<<<<

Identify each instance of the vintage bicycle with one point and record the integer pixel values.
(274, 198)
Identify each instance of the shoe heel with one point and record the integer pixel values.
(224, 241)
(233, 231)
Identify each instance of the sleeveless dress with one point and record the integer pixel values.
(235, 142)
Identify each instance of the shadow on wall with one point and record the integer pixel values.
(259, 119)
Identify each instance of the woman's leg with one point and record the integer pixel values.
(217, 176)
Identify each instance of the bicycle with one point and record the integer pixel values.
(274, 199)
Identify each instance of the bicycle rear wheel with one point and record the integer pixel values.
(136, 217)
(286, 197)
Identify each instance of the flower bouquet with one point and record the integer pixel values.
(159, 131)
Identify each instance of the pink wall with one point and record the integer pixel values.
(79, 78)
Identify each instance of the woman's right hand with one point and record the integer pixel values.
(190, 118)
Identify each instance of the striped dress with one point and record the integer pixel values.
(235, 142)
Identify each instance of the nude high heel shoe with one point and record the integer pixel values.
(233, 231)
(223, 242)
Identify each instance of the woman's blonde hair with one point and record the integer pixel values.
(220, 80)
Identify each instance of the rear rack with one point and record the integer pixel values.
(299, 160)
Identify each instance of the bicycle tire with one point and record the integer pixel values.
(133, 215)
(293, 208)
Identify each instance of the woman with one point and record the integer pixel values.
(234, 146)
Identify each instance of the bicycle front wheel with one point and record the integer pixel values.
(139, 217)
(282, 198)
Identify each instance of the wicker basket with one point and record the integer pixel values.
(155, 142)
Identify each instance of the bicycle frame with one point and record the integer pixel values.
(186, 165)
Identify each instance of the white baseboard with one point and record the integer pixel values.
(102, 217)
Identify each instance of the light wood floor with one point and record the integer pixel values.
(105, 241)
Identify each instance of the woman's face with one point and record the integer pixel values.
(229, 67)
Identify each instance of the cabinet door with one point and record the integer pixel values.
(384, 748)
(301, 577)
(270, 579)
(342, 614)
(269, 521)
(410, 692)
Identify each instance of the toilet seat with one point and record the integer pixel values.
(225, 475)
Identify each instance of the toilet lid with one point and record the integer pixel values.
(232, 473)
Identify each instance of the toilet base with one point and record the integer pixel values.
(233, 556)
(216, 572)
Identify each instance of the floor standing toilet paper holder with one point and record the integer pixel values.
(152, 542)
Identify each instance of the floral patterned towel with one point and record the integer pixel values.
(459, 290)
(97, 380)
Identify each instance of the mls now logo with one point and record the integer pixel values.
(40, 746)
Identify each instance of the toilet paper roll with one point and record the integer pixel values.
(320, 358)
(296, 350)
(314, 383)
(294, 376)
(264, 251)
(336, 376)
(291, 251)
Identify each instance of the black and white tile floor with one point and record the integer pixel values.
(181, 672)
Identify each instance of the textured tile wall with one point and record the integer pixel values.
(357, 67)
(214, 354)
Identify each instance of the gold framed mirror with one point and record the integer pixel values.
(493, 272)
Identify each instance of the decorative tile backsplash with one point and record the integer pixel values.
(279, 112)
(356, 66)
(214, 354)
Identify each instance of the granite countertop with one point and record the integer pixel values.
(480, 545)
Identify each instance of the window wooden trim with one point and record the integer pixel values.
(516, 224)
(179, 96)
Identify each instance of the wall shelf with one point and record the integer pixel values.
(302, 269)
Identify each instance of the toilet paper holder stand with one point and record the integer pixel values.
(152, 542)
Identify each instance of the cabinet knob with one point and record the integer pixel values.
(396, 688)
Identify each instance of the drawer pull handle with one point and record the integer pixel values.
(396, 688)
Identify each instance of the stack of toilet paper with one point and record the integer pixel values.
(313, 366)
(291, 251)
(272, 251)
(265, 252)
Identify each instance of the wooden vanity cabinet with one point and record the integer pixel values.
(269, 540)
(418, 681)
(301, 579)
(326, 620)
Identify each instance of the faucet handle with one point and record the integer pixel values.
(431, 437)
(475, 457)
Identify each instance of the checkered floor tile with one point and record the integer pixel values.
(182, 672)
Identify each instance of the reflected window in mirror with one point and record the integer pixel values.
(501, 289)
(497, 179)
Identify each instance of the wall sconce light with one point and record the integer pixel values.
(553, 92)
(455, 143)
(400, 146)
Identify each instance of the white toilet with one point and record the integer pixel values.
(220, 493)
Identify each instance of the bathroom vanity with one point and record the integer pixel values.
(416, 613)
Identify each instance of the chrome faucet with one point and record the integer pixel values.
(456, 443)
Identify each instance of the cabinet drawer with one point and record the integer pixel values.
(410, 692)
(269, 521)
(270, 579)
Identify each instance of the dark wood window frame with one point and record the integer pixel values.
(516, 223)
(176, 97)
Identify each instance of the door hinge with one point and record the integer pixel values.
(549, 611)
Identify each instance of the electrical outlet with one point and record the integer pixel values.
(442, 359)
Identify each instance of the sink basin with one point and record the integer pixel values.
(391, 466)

>>>>

### What the exercise asks
Transcribe each of the records verbatim.

### Solution below
Identify each instance of the vintage bicycle with one point and record the integer pixel values.
(274, 198)
Identify each instance of the shoe heel with one point and record the integer pixel values.
(224, 241)
(233, 231)
Identify each instance of the sleeveless dress with one point and record the integer pixel values.
(235, 142)
Identify each instance of the shadow on wall with one point and record the integer pixel values.
(259, 119)
Identify each instance of the woman's leg with one point and record the integer pixel values.
(217, 176)
Identify each instance of the bicycle with one point and record the integer pixel values.
(274, 199)
Identify each instance of the bicycle rear wheel with one point and record the integer pixel values.
(136, 217)
(286, 197)
Identify each instance of the flower bouquet with one point and record the integer pixel values.
(159, 131)
Identify each instance of the pink wall with one point and record the integer pixel values.
(79, 78)
Identify each instance of the woman's right hand with one point and record the integer pixel values.
(190, 118)
Identify each instance of the striped dress with one point and record the integer pixel values.
(235, 142)
Identify each instance of the nude high heel shoe with one point and record the integer pixel values.
(233, 231)
(223, 242)
Identify each instance of the woman's blonde hair with one point and record the integer pixel values.
(220, 80)
Identify each instance of the rear rack with one point and record the integer pixel values.
(299, 160)
Identify each instance of the bicycle tire with one point and record the integer pixel values.
(133, 215)
(293, 208)
Identify each instance of the woman with one point and record the integer pixel values.
(234, 146)
Identify each instance of the bicycle front wheel with one point and record the integer pixel values.
(139, 217)
(282, 198)
Identify each instance of the wicker basket with one point and record the integer pixel values.
(155, 142)
Identify each instance of the bicycle frame with one point and record the integer pixel values.
(186, 165)
Identify each instance of the white baseboard with one point and record the integer pixel values.
(102, 217)
Identify each instance of the light wood floor with one point and record the integer pixel values.
(105, 241)
Identify each instance of the woman's face with one point and record the integer pixel values.
(229, 67)
Identify each instance of the cabinet door with one point and record the integer pixel values.
(384, 748)
(301, 577)
(270, 579)
(342, 614)
(269, 521)
(410, 692)
Identify each instance of the toilet seat with one point and record the integer pixel values.
(225, 475)
Identify each instance of the toilet lid with one point and record the integer pixel values.
(232, 473)
Identify each instance of the toilet base with one point and record the integer pixel values.
(233, 556)
(216, 572)
Identify each instance of the floor standing toilet paper holder with one point and record the integer pixel values.
(152, 542)
Identify each instance of the floral patterned towel with one point and record the integer pixel values.
(459, 290)
(97, 380)
Identify each instance of the mls now logo with one point and record the integer pixel values.
(40, 746)
Identify each instance of the toilet paper roll with one point and record the integer pixel values.
(320, 358)
(296, 350)
(314, 383)
(294, 376)
(264, 251)
(336, 376)
(291, 251)
Identify each instance of the black and white tile floor with one point and record the integer pixel values.
(181, 672)
Identify each instance of the textured tile wall with one point and record the integer pixel values.
(357, 67)
(214, 354)
Identify each instance of the gold framed mirror with one point and record the integer pixel values.
(493, 272)
Identify each instance of the decorative tile backsplash with one point and record the integer pixel values.
(279, 112)
(356, 66)
(214, 354)
Identify each instance of the granite countertop with one point and record the integer pixel values.
(480, 545)
Identify each instance of the window wooden trim with one point and record the integer pixel values.
(516, 224)
(179, 96)
Identify each instance of the wall shelf with one point and record the integer pixel values.
(302, 269)
Identify each instance of the toilet paper holder stand with one point and record the integer pixel values.
(152, 542)
Identify each instance of the cabinet knob with one point and record the integer pixel values.
(396, 688)
Identify each instance of the drawer pull handle with one point and record the integer pixel values.
(396, 688)
Identify each instance of the stack of toilet paper with one point and record the integer pixel values.
(313, 366)
(291, 251)
(272, 251)
(265, 252)
Identify each instance of the wooden vanity cabinet with one point and record the integer pixel values.
(269, 540)
(418, 681)
(301, 579)
(326, 620)
Identify each instance of the faucet handle with one point and record the integer pixel values.
(431, 437)
(475, 457)
Identify each instance of the checkered floor tile with one point and record the integer pixel values.
(182, 672)
Identify each instance of the reflected window in mirror with one point and record the integer pixel values.
(501, 289)
(497, 179)
Identify each instance of the wall sconce light with one point and record the integer pixel values.
(553, 92)
(455, 143)
(400, 146)
Identify each instance of the white toilet with one point and record the integer pixel values.
(220, 493)
Identify each instance of the bathroom vanity with one point and record the integer pixel values.
(416, 613)
Identify each instance of the chrome faucet with one point and record the integer pixel values.
(456, 443)
Identify each instance of the cabinet drawer with one point and record the integer pixel values.
(410, 692)
(269, 521)
(270, 579)
Identify each instance of the dark wood window frame with one point and record the integer pixel values.
(516, 223)
(176, 97)
Identify each instance of the door hinge with one point and record the integer pixel values.
(549, 611)
Identify each instance of the electrical outlet with one point and record the integer pixel values.
(442, 359)
Identify each instance of the sink basin with one point and record the integer pixel values.
(391, 466)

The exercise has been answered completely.